# TASK
An exact copy of the listing is what is needed here; write it out in full.

[Start of Attachment]

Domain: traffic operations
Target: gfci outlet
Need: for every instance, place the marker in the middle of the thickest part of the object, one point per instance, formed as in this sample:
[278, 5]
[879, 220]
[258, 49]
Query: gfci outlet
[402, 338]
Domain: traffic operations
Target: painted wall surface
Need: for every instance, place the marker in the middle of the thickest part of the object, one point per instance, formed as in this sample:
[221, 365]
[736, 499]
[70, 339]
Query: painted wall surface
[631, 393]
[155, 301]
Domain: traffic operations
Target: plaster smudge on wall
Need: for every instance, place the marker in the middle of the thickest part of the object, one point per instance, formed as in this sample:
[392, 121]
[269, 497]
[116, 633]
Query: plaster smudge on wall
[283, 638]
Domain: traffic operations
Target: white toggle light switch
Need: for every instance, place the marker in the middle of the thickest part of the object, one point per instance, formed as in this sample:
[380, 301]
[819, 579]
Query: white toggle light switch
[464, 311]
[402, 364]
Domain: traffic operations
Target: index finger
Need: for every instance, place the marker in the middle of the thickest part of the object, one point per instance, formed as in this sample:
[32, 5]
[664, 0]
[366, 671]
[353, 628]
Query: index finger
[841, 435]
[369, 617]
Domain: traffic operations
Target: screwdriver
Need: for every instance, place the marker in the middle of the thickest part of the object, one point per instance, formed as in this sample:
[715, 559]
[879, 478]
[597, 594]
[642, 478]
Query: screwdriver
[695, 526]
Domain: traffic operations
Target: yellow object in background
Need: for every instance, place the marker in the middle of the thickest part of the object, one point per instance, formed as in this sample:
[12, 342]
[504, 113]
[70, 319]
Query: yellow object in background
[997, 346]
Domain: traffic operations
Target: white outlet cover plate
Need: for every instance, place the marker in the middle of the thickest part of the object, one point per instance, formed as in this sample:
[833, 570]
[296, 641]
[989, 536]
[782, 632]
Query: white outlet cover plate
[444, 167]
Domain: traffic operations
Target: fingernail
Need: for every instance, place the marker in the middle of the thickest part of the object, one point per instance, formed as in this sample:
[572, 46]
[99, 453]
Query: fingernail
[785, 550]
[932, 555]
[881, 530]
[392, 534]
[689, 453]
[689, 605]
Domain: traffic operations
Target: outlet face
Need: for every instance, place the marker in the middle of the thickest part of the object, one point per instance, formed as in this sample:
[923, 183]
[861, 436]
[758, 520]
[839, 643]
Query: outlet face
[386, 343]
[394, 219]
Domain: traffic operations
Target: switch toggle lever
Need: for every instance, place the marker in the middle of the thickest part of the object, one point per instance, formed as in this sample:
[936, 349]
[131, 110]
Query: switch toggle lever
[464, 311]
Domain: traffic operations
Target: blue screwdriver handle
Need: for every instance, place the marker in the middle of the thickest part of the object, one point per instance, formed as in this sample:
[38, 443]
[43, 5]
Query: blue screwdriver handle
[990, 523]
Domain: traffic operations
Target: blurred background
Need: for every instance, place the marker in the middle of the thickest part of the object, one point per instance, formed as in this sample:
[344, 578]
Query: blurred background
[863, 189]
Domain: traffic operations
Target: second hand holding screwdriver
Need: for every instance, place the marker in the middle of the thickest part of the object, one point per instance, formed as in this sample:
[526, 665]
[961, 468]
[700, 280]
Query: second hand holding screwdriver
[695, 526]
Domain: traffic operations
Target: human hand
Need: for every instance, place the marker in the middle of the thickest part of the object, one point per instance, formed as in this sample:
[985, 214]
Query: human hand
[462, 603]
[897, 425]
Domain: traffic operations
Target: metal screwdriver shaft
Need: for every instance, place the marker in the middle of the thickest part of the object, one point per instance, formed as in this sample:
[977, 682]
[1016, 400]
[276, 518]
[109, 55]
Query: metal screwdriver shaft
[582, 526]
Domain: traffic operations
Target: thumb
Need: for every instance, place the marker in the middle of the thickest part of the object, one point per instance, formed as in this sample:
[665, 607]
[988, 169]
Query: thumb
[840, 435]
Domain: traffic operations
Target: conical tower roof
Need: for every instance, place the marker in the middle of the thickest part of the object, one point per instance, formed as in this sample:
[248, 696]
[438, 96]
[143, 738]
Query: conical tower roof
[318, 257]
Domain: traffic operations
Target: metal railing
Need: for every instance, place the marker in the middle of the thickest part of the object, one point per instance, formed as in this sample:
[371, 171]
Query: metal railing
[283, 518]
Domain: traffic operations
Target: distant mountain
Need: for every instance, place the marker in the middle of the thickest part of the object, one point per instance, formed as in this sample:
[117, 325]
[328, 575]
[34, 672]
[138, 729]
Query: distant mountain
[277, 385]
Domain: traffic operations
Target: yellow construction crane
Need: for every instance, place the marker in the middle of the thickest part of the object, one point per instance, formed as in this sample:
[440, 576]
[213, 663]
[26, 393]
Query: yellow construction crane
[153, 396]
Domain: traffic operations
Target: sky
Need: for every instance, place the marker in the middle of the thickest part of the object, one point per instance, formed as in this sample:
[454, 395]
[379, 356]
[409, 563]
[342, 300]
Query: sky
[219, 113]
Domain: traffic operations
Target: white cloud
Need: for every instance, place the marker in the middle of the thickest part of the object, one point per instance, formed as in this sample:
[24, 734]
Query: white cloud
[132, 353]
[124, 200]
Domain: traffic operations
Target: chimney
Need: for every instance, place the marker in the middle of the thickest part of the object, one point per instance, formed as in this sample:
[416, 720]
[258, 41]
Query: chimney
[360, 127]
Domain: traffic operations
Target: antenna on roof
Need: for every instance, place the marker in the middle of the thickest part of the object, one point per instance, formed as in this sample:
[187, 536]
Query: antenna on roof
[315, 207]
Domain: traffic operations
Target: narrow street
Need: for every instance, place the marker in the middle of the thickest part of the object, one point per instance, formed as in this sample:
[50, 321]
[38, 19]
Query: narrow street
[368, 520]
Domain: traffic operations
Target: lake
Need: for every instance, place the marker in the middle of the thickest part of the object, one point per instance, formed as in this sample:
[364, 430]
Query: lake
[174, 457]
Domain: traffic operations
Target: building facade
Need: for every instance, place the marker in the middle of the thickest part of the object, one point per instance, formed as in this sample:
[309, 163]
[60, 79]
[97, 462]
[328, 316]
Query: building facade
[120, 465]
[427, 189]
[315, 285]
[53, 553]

[End of Attachment]

# REPLY TO THE EXERCISE
Domain: traffic operations
Target: gfci outlet
Need: for every instance, place the marker in the middle of the thickest part of the object, one point per instance, formed as in this sample:
[278, 5]
[879, 220]
[258, 49]
Query: gfci outlet
[402, 338]
Domain: traffic operations
Target: painted wall surface
Need: for every instance, place the marker in the middle of the thickest part of the object, one point per instance, formed as in this sample:
[221, 365]
[736, 499]
[70, 339]
Query: painted wall surface
[631, 393]
[155, 301]
Domain: traffic operations
Target: plaster smudge on wall
Need: for every instance, place the marker in the middle of the thickest part of the object, one point per instance, formed as in this sample:
[392, 121]
[269, 497]
[116, 633]
Query: plaster smudge on wall
[283, 638]
Domain: traffic operations
Target: white toggle light switch
Need: for every instance, place the marker in the middle of the thickest part of the object, one point per instance, formed as in this sample:
[380, 301]
[819, 579]
Query: white toggle light switch
[464, 311]
[402, 364]
Domain: traffic operations
Target: index finger
Need: for every instance, place the marker in the middle of the thickest part of the object, one point per instance, formed as in this sample:
[32, 5]
[664, 0]
[366, 671]
[353, 628]
Query: index finger
[841, 435]
[369, 617]
Domain: traffic operations
Target: screwdriver
Need: for every instance, place the marker in the middle of the thickest part of the object, one point per instance, formed as in this sample:
[715, 559]
[879, 478]
[597, 594]
[642, 478]
Query: screwdriver
[695, 526]
Domain: traffic operations
Target: yellow object in background
Need: for every instance, place the marker in the middle of the thickest part of the object, one point per instance, formed as in this sample:
[12, 342]
[504, 113]
[70, 319]
Query: yellow object in background
[997, 346]
Domain: traffic operations
Target: white outlet cover plate
Need: for every instance, place the marker in the middle of the thickest part of the object, one point per instance, formed as in this sample:
[833, 570]
[296, 641]
[989, 536]
[782, 632]
Query: white outlet cover plate
[444, 167]
Domain: traffic operations
Target: fingernail
Need: for every instance, place the marker in the middle of the thickest part of the object, one point per instance, formed as in this sample:
[572, 46]
[99, 453]
Query: fingernail
[785, 550]
[932, 555]
[881, 530]
[392, 534]
[689, 453]
[689, 605]
Domain: traffic operations
Target: outlet face
Need: for every instance, place the marker in the middle of the thickest part of the object, one point per instance, formed as in this sample:
[923, 183]
[861, 436]
[758, 520]
[839, 643]
Query: outlet face
[386, 343]
[394, 219]
Domain: traffic operations
Target: switch toggle lever
Need: for every instance, place the marker in the middle of the thickest part of the object, one point per instance, formed as in this sample:
[936, 349]
[131, 110]
Query: switch toggle lever
[464, 311]
Domain: traffic operations
Target: blue screwdriver handle
Need: for every instance, place the marker in the middle of the thickest part of the object, one point per instance, formed as in this sample:
[38, 443]
[43, 5]
Query: blue screwdriver handle
[990, 523]
Domain: traffic operations
Target: blurred background
Need: for every instance, place the marker in the middle of the thickest part of the object, one point per instance, formed as in this sample:
[344, 578]
Query: blurred background
[863, 189]
Domain: traffic operations
Target: second hand holding screwdriver
Need: for every instance, place the marker in the middle of the thickest part of the object, one point per instance, formed as in this sample:
[526, 665]
[961, 468]
[700, 280]
Query: second hand holding screwdriver
[695, 526]
Domain: traffic operations
Target: human hand
Need: for every instance, place the marker in the middle of the thickest part of the object, one point per instance, formed as in this sample:
[985, 214]
Query: human hand
[462, 603]
[897, 425]
Domain: traffic operations
Target: metal screwdriver shaft
Need: for every instance, place the marker in the middle of the thickest part of the object, one point per instance, formed as in this sample:
[977, 682]
[1016, 400]
[276, 518]
[109, 55]
Query: metal screwdriver shaft
[582, 526]
Domain: traffic operations
Target: thumb
Need: for every instance, place the marker in the middle of the thickest part of the object, one point per instance, formed as in this sample:
[665, 607]
[988, 169]
Query: thumb
[840, 435]
Domain: traffic operations
Target: conical tower roof
Need: for every instance, place the marker in the middle of the thickest part of the object, one point per instance, formed as in this sample:
[248, 696]
[438, 96]
[143, 738]
Query: conical tower roof
[318, 257]
Domain: traffic operations
Target: metal railing
Need: for every instance, place the marker in the middle of the thickest part of the object, one point per instance, formed as in this sample:
[371, 171]
Query: metal railing
[283, 518]
Domain: traffic operations
Target: distant mountain
Need: for every instance, place the marker in the middle of the thickest part of the object, one point per instance, formed as in this sample:
[117, 325]
[328, 575]
[34, 672]
[138, 729]
Query: distant mountain
[277, 385]
Domain: traffic operations
Target: yellow construction crane
Need: for every instance, place the marker in the middle of the thickest part of the object, one point per instance, formed as in this sample:
[440, 576]
[213, 663]
[26, 393]
Query: yellow construction crane
[153, 396]
Domain: traffic operations
Target: sky
Need: for every instance, place the marker in the middle of the thickest part of the object, one point per instance, formed as in this sample:
[454, 395]
[379, 356]
[409, 563]
[342, 300]
Query: sky
[219, 113]
Domain: traffic operations
Target: white cloud
Need: for every instance, place the marker in the middle of the thickest part of the object, one point per instance, formed as in this sample:
[24, 734]
Query: white cloud
[132, 353]
[124, 200]
Domain: traffic operations
Target: chimney
Need: for every instance, place the marker in the middle of the thickest part of the object, one point per instance, formed as in this sample:
[416, 720]
[258, 41]
Query: chimney
[360, 127]
Domain: traffic operations
Target: antenna on roof
Need: for every instance, place the marker in the middle of the thickest part of the object, one point per instance, formed as in this sample:
[187, 536]
Query: antenna on roof
[315, 207]
Domain: traffic operations
Target: narrow street
Need: for every instance, place the marker in the middle of the thickest part of the object, one point per instance, formed as in this sample:
[50, 321]
[38, 19]
Query: narrow street
[368, 520]
Domain: traffic operations
Target: lake
Need: for every instance, place the marker in the middle of the thickest part of the object, one point per instance, formed as in this sample:
[364, 430]
Query: lake
[174, 457]
Domain: traffic operations
Target: building facade
Need: for every instance, place the marker in the middle of the thickest part of the object, one point per instance, formed as in this sample:
[309, 163]
[60, 79]
[97, 462]
[328, 316]
Query: building facade
[120, 465]
[427, 189]
[315, 285]
[53, 553]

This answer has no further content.